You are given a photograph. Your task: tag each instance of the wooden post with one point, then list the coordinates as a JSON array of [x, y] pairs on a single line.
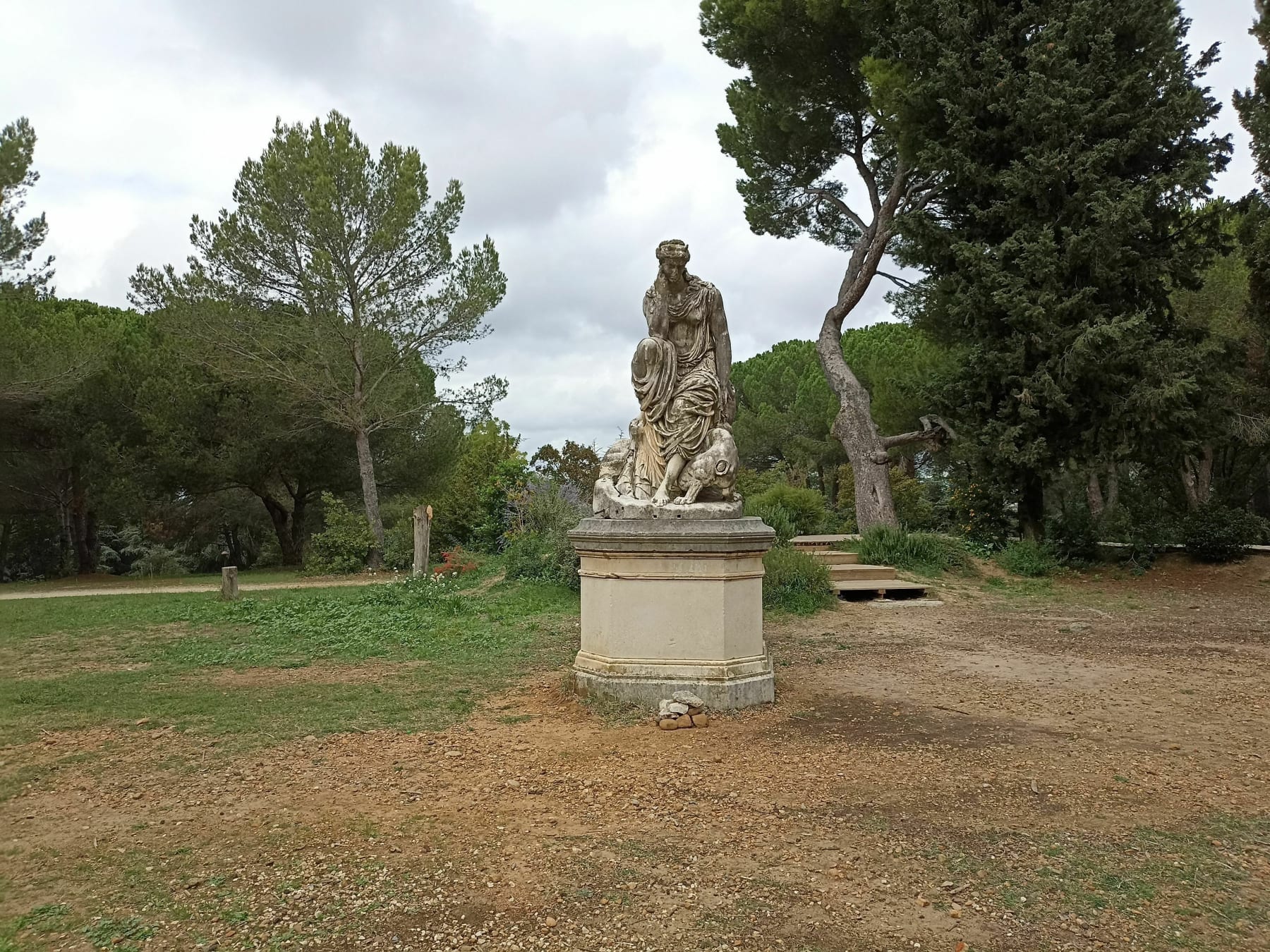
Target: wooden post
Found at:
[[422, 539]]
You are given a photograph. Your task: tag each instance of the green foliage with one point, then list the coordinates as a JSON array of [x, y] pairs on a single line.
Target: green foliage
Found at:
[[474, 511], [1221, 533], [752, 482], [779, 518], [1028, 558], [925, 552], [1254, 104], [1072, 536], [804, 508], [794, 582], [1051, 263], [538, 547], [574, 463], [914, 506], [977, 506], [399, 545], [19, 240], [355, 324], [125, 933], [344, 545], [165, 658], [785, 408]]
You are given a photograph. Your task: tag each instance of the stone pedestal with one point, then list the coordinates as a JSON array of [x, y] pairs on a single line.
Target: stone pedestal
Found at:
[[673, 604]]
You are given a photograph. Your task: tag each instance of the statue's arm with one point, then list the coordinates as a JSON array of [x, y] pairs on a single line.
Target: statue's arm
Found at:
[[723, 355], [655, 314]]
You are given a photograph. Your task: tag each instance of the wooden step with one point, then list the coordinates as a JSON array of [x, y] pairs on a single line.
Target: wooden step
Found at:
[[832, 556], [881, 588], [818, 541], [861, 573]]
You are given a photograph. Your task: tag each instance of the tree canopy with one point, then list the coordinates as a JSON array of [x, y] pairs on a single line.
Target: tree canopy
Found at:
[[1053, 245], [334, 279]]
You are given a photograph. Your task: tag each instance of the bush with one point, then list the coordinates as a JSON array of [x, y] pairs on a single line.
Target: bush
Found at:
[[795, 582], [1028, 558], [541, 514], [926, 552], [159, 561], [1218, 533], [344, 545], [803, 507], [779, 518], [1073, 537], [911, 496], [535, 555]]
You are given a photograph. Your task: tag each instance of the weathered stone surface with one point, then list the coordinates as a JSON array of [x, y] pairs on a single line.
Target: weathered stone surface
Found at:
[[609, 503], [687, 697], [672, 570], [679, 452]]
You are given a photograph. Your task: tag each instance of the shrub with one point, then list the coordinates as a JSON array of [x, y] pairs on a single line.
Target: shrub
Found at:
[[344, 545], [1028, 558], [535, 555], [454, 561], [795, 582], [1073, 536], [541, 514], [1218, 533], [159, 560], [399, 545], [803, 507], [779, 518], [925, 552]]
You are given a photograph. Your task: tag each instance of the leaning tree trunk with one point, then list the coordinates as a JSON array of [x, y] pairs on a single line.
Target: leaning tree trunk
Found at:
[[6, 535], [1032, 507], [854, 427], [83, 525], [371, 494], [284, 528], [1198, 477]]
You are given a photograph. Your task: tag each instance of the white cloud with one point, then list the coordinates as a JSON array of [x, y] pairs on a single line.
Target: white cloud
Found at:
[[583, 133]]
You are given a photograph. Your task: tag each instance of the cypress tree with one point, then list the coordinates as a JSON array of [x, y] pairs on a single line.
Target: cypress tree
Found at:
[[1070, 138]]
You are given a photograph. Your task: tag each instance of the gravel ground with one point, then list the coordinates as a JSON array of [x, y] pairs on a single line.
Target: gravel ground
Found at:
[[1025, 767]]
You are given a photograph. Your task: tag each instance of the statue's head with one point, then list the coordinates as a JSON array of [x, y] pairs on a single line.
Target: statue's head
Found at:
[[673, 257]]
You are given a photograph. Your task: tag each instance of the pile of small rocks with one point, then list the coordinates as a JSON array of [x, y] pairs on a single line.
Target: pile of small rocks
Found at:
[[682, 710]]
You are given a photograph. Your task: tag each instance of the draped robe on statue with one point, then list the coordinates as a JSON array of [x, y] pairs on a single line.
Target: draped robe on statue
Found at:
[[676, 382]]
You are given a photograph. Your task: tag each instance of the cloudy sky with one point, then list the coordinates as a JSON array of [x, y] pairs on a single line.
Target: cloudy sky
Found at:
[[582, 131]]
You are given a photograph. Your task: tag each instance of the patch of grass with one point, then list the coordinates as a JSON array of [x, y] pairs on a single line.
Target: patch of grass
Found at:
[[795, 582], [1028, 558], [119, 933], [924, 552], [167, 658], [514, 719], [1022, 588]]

Problem requirements
Copy out everything from the entry line containing "the statue's head" down to the line containing "[[582, 131]]", both ends included, and leave out the other entries. Keep the request wording as it is, but multiply every coordinate in the answers by 1.4 and round each result to a whole number, rounding halves up.

Result of this exercise
You are given a photograph. Your task: tag each instance of the statue's head with one point, then list the coordinates as a JSON array of [x, y] pairs on a single line.
Target: statue's head
Found at:
[[942, 360]]
You are given a photograph. Your task: tag each instance of the pile of small rocks with one point, then list the coordinates as a JSON array of [x, y] pairs on a single line.
Target: pile of small rocks
Found at:
[[955, 994]]
You are given a photograph. Your task: tag each instance of the draped robe on statue with one point, then list the coordinates as a JSON array of [x, y] pairs on a single line.
Target: draped robe on statue
Found at:
[[946, 535]]
You are given a photograph. Your task: tag each instance of the cloudy sky with one point, then list the coordinates as a JSON array of [x, y] pairs on a single line.
Target: cloudy sky
Found at:
[[815, 183]]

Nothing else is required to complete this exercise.